Marco’s themes, or rather preoccupations, vary but often revolve around “the other,” in the sense of limits, borders and representations. In 2007, the “Migration” theme for Luxembourg’s Year of Culture gave him the opportunity to explore these questions of lifelong interest. In that case, he irrefutably deconstructed the notions of representation in the Schengen Agreement and Convention region by reinterpreting its cartography through a gesture of erasure and revelation. Several works in the exhibition, such as Welcome Stranger, written in white neon, and Mental Type, an alphabet of the artist’s invention, refer to the theme of “the other” and “us” in the face of personal isolation.

Does confinement in our inner worlds, of which Fernando Pessoa spoke, prevent us from seeing real life or simply from living it as if in a strange or dreamlike world? With his installation of Pessoa’s phrase “Tenho em mim todos os sonhos do mundo” (I have in me all the dreams of the world), spelled out with large steel nails in reference to the workers and former factory where the piece was first shown, in 2007, Marco metaphorically evokes the dichotomies between reality and dream, between materiality and illusion. Might the interstices he speaks of through his artistic utopias be a way of filling the gap, of confronting the absence and conceptualizing the invisible? This gap, which according to Ernst Bloch is the very definition of utopia, plays a central role in Marco Godinho’s artistic process. Art being not an escape route from life but an attitude, an approach inscribed in everyday life.

And if our life were nothing but a long journey? A sort of peregrination “in endless search of an elsewhere, a place to briefly stop before setting out again,” as Marco likes to say. Inspired first by his immigrant family experience and then, of necessity, by his more universal thinking on present-day migration issues, works like Forever Immigrant are perpetually fuelled by the uncertainties of nomads and foreigners. “This form of feeling like a foreigner everywhere is a feeling I like to keep alive at all times.” More than providing answers, these works extend the questioning while, at the same time, drawing on the wandering. Begun like an uncharted voyage a dozen years ago, his journey has taken him, like a modern Ulysses, from Portugal to Spain and North Africa, from France to Italy and Greece, and, finally, marking an important milestone, to Venice.

Ai Murazzi, Lido, Venice

About five kilometers (as the crow flies) from the Arsenale, the Murazzi, dikes of white Istrian stone built in the late 18th century, hold back the waves of the Adriatic and, with them, all the secrets of the cast-off objects that wash up there. Contemplating the silvery glints of the breakwater lit by the setting sun, far from the tourists of Venice, we resume the habitual discussion of our views on art in the context of the Biennale. We talk about the difficulty of responding artistically to the particularly “Venetian” contrasts as a participant in the world’s leading contemporary art event.

====

Problem statement — Reproduce word for word the stretch of the passage on Marco Godinho's art from "Marco’s themes, or" through "of personal isolation.". The records that come after this are from a separate source.

Information shown —
====

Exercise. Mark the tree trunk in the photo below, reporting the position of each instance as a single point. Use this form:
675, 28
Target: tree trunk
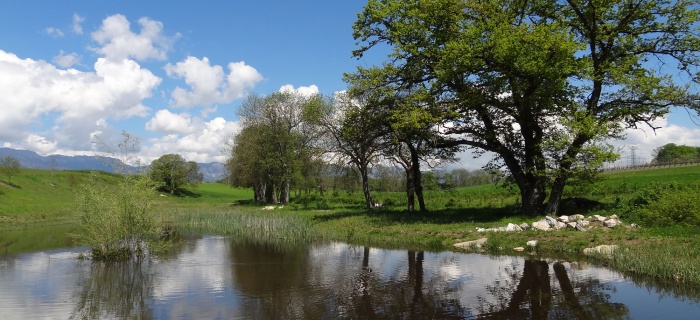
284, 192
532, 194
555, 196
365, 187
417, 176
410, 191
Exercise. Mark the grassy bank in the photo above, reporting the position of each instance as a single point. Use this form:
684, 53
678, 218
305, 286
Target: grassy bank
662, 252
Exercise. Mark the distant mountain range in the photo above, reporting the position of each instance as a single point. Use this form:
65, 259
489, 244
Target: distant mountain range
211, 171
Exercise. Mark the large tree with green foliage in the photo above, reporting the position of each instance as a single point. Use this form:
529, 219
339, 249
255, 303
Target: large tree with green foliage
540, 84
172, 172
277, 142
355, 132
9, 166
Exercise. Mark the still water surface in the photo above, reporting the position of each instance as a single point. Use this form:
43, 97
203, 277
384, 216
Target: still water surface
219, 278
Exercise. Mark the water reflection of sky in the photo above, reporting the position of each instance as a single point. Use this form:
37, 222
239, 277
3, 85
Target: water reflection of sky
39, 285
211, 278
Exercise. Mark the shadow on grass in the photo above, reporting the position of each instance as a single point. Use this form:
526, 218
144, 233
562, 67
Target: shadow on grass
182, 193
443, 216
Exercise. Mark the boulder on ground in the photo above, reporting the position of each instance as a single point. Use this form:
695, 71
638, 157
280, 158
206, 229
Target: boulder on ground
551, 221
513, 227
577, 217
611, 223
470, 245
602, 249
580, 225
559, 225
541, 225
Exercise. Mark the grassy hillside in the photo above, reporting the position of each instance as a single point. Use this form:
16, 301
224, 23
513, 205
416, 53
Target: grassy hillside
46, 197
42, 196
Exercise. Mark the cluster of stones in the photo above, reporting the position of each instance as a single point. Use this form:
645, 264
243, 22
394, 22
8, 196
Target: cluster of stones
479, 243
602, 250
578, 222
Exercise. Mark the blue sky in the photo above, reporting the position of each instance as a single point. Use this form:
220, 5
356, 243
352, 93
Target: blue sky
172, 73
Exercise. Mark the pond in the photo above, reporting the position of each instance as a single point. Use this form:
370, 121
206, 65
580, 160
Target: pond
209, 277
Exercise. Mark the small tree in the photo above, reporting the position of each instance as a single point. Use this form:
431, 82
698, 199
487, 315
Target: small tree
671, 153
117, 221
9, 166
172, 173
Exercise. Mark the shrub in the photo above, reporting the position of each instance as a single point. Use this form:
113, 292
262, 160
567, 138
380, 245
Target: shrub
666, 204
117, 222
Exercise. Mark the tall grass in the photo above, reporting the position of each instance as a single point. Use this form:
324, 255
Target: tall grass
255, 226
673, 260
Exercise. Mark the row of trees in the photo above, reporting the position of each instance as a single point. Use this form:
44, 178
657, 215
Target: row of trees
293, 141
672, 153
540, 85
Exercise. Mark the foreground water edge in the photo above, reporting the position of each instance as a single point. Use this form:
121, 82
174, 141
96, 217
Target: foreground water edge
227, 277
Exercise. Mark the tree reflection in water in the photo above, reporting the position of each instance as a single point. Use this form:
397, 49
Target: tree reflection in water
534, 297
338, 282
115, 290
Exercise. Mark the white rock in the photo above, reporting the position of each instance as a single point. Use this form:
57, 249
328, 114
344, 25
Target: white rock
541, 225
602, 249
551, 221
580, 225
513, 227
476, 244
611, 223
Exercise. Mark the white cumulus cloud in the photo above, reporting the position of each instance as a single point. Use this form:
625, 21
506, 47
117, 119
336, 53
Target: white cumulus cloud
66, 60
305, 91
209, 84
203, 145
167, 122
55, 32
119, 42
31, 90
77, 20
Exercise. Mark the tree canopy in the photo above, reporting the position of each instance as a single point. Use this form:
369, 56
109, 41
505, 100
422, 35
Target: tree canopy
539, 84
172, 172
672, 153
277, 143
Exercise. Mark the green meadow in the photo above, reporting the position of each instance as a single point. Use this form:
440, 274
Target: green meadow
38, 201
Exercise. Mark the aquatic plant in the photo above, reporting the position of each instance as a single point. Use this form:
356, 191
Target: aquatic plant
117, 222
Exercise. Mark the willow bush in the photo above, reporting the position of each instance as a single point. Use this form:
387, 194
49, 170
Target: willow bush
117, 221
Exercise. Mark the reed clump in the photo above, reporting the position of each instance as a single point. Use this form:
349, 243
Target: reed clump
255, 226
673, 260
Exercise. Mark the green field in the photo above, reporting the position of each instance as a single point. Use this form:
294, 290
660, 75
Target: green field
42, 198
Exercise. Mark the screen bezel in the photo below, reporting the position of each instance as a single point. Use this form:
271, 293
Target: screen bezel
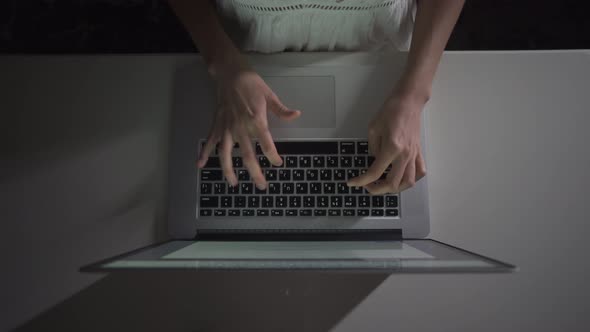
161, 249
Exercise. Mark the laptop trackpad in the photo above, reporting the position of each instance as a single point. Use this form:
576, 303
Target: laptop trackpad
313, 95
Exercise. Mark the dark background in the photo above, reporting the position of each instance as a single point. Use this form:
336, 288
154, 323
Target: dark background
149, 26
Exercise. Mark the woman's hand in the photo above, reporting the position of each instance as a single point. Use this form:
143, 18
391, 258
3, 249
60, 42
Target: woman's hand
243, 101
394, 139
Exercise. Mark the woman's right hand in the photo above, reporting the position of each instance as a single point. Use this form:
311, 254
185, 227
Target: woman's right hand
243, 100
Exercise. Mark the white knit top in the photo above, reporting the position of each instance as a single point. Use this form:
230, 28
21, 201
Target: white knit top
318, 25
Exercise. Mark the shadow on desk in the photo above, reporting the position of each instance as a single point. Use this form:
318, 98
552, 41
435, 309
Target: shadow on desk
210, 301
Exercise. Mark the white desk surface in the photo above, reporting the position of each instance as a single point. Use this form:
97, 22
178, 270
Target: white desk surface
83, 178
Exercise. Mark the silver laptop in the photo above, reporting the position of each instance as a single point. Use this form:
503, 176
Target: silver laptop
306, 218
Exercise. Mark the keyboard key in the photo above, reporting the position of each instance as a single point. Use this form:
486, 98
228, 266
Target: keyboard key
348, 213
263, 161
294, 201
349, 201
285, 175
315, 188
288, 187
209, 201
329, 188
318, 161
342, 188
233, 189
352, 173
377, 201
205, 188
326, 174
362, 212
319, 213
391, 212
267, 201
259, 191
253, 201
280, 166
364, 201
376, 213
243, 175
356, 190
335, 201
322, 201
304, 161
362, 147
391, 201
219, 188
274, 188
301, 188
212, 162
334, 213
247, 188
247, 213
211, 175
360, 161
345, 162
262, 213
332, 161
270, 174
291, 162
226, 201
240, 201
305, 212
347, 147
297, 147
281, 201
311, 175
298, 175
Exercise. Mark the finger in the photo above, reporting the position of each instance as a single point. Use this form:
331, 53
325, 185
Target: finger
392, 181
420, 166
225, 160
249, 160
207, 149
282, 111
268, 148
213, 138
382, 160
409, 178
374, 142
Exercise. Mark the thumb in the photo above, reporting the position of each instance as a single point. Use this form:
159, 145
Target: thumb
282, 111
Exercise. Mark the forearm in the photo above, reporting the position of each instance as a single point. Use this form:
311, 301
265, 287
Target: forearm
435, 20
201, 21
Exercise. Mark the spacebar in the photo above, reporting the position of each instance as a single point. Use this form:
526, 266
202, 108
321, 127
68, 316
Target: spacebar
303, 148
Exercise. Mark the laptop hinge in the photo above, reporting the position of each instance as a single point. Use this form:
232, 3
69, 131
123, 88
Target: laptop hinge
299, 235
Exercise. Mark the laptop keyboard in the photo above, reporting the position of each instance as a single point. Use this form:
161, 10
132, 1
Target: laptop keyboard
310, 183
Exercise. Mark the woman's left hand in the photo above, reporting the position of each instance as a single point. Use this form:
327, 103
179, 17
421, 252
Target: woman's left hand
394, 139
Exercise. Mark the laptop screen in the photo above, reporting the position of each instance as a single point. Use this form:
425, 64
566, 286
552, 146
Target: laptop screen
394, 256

====

Exercise output —
Marco’s themes, or rather preoccupations, vary but often revolve around “the other,” in the sense of limits, borders and representations. In 2007, the “Migration” theme for Luxembourg’s Year of Culture gave him the opportunity to explore these questions of lifelong interest. In that case, he irrefutably deconstructed the notions of representation in the Schengen Agreement and Convention region by reinterpreting its cartography through a gesture of erasure and revelation. Several works in the exhibition, such as Welcome Stranger, written in white neon, and Mental Type, an alphabet of the artist’s invention, refer to the theme of “the other” and “us” in the face of personal isolation.